• _Dokumentabschnitt_:
::::::
Wirtschaft
Eichel setzt auf Konjunktur und Länder-Stabilitätspakt
Drei Prozent Wirtschaftswachstum erwartet
Frankfurt - Der deutsche Finanzminister Hans Eichel
(SPD) hat bekräftigt, im Kampf gegen die hohe Neuverschuldung in
Deutschland auf eine bessere Konjunktur, strenge Ausgabendisziplin
und einen nationalen Stabilitätspakt mit den Ländern zu setzen.
"Bis Ende des Jahres könnte das Wirtschaftswachstum eine Dynamik
erreichen, die auf Jahresraten hochgerechnet Werten von rund drei
Prozent entsprechen würde", sagte Eichel am Freitag in Frankfurt. Deutschland stehe vor einem neuen Wirtschaftsaufschwung. Dauerhaft
unterstützt werde die Konjunktur durch die zu Beginn des kommenden
Jahres in Kraft tretende nächste Stufe der Steuerreform. Für den
beschleunigten Konjunkturverlauf gebe es zudem durch das erhöhte
Kindergeld, die niedrigen Zinsen und den gesunkenen Ölpreis gute
Voraussetzungen. "Deshalb verwundert es auch nicht, wenn
internationale Organisationen für das nächste Jahr ein
Wirtschaftswachstum zwischen 2,5 und drei Prozent für Deutschland
prognostizieren", sagte der deutsche Finanzminister.
Harter Sparkurs wird fortgesetzt
Eichel hatte seinen europäischen Amtskollegen am vergangenen
Dienstag zugesichert, den gesamtstaatlichen Haushalt bis zum Jahr
2004 nahezu auszugleichen und 2006 keine neuen Schulden im Bund mehr
aufzunehmen. Die von Ländern und Gemeinden stark kritisierte
Ankündigung war notwendig, um einen Rüge der Europäischen Union (EU)
wegen des hohen Defizits in diesem Jahr zu verhindern. Als
Voraussetzung für den Konsolidierungskurs hatte Eichel ein
Wirtschaftswachstum von mindestens 2,5 Prozent in den Jahren 2003 und
2004 genannt. Das deutsche Defizit beträgt nach Schätzungen der
Kommission rund 2,7 Prozent des Bruttoinlandprodukts (BIP). Unter
einem nahezu ausgeglichenen Haushalt ist nach allgemeiner Definition
ein Defizit von 0,5 Prozent oder weniger zu verstehen.
::::::
• _Vorliegende Auflistung_:
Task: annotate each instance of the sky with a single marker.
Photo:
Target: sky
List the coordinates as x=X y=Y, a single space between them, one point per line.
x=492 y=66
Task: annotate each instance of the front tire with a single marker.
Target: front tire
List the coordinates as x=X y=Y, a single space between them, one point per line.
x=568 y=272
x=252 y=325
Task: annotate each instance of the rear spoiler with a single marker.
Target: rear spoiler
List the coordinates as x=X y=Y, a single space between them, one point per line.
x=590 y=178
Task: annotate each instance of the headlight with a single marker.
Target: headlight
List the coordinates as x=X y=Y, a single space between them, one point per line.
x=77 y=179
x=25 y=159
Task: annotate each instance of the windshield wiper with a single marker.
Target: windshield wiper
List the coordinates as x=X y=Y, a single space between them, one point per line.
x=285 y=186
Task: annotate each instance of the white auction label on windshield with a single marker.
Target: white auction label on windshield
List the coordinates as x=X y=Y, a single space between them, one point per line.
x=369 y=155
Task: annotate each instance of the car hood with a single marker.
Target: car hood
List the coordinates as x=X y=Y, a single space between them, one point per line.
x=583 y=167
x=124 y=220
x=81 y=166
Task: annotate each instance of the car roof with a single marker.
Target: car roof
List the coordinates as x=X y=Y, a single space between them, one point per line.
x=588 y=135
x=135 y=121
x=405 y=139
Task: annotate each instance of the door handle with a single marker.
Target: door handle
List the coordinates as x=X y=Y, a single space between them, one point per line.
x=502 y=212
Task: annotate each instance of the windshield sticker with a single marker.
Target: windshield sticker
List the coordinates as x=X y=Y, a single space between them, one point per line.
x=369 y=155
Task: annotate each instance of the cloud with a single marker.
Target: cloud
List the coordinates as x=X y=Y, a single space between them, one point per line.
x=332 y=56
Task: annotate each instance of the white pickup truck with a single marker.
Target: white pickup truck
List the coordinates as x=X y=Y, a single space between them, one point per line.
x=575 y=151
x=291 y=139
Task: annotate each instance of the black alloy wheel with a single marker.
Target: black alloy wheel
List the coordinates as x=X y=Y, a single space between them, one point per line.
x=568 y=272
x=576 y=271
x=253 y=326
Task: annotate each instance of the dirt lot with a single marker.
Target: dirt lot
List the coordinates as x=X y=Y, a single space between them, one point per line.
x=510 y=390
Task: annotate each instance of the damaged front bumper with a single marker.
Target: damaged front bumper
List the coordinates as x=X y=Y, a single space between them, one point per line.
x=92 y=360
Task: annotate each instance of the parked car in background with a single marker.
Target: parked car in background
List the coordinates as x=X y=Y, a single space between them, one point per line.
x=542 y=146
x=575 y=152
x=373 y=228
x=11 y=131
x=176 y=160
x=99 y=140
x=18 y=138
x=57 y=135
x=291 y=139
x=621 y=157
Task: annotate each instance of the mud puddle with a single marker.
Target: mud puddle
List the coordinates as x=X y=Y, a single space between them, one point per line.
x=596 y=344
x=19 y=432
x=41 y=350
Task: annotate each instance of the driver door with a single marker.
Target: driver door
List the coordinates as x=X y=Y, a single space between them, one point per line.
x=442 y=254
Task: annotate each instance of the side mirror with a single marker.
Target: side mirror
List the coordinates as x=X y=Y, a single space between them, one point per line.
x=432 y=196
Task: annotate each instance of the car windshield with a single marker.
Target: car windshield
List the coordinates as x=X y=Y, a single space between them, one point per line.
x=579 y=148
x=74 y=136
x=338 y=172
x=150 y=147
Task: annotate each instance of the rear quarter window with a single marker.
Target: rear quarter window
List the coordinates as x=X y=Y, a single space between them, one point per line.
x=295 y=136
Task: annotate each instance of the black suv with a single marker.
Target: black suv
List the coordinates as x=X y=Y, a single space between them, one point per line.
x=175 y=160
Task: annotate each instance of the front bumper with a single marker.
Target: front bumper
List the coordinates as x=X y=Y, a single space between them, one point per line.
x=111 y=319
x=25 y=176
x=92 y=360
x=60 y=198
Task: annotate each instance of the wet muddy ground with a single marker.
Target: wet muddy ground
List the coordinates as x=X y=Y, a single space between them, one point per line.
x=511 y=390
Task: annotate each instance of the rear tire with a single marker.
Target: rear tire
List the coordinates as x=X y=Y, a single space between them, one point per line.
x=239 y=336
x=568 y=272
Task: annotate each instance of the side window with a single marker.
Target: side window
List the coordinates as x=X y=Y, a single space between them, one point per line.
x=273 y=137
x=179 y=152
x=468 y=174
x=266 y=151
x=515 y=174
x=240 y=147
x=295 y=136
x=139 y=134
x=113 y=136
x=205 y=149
::::::
Gib aus dem Artikel über Finanzminister Eichel den Teil Wort für Wort wieder, der mit den Worten „Harter Sparkurs wird“ beginnt und mit „weniger zu verstehen.“ endet.

Harter Sparkurs wird fortgesetzt
Eichel hatte seinen europäischen Amtskollegen am vergangenen
Dienstag zugesichert, den gesamtstaatlichen Haushalt bis zum Jahr
2004 nahezu auszugleichen und 2006 keine neuen Schulden im Bund mehr
aufzunehmen. Die von Ländern und Gemeinden stark kritisierte
Ankündigung war notwendig, um einen Rüge der Europäischen Union (EU)
wegen des hohen Defizits in diesem Jahr zu verhindern. Als
Voraussetzung für den Konsolidierungskurs hatte Eichel ein
Wirtschaftswachstum von mindestens 2,5 Prozent in den Jahren 2003 und
2004 genannt. Das deutsche Defizit beträgt nach Schätzungen der
Kommission rund 2,7 Prozent des Bruttoinlandprodukts (BIP). Unter
einem nahezu ausgeglichenen Haushalt ist nach allgemeiner Definition
ein Defizit von 0,5 Prozent oder weniger zu verstehen.